→ Task statement
Only the line containing "bearded face, one point per instance" and those after it, up to the end of the records below, are to be set down, exactly as written.

-- Dataset content follows --

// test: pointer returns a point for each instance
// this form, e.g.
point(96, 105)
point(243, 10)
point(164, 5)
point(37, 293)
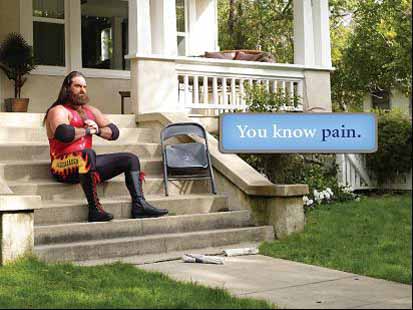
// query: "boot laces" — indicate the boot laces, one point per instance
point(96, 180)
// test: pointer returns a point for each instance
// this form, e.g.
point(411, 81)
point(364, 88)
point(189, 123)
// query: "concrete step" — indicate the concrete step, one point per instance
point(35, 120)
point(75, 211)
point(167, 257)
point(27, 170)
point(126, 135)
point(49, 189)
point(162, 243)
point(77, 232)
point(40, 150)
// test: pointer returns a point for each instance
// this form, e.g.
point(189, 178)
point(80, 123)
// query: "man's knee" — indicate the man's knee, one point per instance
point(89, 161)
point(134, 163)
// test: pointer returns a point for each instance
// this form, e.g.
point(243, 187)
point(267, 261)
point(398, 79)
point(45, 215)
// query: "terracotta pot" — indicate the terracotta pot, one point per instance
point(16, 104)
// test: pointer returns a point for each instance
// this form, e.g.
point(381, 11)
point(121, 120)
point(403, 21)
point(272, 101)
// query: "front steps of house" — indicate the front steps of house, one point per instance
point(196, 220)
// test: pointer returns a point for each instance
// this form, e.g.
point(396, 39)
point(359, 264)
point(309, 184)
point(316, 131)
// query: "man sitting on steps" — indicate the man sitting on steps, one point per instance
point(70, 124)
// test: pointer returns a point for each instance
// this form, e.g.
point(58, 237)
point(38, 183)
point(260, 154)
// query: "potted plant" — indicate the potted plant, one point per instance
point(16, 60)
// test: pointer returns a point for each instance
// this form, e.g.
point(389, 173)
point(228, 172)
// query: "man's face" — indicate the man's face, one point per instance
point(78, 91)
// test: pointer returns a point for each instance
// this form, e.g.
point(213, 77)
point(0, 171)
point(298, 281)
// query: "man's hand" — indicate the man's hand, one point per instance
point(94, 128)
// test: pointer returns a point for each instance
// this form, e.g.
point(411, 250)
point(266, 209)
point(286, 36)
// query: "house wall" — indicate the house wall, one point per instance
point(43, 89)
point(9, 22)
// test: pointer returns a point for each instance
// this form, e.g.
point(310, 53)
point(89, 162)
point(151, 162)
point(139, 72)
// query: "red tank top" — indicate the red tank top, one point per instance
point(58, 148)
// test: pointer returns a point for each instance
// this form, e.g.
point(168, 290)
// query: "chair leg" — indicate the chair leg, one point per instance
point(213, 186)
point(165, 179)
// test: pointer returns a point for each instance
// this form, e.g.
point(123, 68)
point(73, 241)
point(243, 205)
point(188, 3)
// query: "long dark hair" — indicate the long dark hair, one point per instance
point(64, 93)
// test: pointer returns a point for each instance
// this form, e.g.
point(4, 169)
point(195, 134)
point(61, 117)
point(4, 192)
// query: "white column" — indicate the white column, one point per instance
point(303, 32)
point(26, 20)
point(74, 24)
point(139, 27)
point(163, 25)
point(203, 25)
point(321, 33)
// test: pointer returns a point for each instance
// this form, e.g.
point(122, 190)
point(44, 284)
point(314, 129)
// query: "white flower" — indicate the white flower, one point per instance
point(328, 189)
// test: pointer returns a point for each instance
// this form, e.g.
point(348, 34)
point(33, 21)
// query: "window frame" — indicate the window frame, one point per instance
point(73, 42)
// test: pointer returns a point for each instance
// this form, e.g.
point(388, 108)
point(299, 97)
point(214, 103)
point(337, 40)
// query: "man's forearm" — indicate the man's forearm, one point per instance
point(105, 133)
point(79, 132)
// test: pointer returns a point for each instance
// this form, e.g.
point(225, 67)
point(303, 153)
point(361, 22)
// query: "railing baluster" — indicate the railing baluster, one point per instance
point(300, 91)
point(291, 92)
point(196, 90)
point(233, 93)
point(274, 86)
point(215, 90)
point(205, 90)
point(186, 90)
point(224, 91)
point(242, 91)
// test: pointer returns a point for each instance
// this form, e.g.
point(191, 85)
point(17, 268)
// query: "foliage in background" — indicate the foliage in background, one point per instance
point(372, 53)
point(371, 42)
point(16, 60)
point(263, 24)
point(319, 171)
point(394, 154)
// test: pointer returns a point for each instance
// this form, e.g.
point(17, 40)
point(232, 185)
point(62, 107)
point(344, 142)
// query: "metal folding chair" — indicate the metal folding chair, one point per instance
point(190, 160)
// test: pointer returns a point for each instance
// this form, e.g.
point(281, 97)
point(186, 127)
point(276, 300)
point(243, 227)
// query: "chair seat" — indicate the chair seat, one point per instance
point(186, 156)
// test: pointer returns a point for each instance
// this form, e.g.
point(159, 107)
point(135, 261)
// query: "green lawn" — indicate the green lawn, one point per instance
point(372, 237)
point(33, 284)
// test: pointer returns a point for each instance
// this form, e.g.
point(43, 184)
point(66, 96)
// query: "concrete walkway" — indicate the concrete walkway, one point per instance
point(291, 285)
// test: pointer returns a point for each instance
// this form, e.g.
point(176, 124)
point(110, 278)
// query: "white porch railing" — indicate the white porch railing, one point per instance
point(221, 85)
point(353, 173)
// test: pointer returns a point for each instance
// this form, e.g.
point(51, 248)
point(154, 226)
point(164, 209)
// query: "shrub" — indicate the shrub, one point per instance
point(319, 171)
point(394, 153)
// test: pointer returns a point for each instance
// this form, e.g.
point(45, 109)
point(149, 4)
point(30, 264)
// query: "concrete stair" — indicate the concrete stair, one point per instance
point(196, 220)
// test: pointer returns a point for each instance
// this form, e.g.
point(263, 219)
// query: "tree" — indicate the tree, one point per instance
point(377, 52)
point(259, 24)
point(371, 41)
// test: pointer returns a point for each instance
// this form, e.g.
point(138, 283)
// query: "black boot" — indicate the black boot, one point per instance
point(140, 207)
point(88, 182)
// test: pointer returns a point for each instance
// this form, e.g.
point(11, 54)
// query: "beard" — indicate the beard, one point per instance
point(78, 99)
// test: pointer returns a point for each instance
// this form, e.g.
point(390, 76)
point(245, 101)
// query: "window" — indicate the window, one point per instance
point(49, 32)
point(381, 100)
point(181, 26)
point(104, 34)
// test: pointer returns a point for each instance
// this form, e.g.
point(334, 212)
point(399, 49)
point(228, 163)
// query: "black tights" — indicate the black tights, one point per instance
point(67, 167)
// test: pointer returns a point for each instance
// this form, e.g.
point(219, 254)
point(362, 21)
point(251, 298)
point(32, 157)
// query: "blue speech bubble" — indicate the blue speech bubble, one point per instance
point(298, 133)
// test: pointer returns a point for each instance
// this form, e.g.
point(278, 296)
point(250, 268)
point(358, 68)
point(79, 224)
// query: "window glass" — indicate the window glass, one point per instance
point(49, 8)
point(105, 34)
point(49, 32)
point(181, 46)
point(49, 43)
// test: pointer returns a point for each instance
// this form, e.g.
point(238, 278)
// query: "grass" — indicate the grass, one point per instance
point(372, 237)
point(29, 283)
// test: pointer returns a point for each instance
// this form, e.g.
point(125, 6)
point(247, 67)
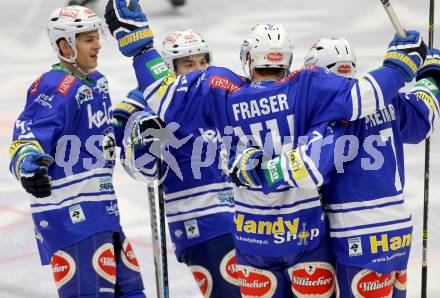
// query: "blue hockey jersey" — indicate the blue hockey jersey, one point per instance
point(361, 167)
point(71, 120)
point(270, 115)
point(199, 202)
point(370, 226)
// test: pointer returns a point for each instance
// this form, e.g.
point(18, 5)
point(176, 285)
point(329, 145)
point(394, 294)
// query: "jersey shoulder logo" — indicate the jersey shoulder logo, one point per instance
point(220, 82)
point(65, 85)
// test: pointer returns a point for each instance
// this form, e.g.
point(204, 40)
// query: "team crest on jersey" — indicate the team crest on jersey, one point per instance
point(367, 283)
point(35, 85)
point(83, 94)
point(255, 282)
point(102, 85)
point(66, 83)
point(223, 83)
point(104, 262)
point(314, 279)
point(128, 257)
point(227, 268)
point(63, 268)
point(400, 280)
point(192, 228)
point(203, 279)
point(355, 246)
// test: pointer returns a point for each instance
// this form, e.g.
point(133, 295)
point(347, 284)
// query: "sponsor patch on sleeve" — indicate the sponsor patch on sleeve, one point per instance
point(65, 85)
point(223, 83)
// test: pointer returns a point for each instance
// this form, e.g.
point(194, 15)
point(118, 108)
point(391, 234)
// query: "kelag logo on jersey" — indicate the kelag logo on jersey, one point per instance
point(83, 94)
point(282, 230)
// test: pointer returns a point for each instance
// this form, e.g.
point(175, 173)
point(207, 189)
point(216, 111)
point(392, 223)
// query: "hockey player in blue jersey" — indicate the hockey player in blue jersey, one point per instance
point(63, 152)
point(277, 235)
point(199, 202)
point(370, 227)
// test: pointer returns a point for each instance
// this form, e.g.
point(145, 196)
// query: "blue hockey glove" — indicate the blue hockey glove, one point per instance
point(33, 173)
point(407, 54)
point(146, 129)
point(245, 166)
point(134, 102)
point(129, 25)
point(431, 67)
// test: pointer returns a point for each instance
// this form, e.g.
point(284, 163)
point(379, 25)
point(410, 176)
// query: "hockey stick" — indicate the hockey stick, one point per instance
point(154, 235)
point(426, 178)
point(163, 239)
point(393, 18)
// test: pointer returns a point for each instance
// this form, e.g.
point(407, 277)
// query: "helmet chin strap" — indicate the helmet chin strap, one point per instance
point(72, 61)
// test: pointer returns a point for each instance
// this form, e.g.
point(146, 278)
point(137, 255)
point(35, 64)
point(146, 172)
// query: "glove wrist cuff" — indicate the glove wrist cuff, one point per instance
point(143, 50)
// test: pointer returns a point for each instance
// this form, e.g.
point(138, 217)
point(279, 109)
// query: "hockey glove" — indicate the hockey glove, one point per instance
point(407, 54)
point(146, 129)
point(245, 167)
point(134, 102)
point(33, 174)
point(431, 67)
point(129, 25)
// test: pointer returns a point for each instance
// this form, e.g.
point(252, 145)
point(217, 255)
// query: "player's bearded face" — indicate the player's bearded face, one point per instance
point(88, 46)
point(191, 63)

-- Dataset content concluded --

→ Solution for this task
// query: "player's bearded face" — indicate the player's bearded face, one point per instance
point(88, 46)
point(191, 63)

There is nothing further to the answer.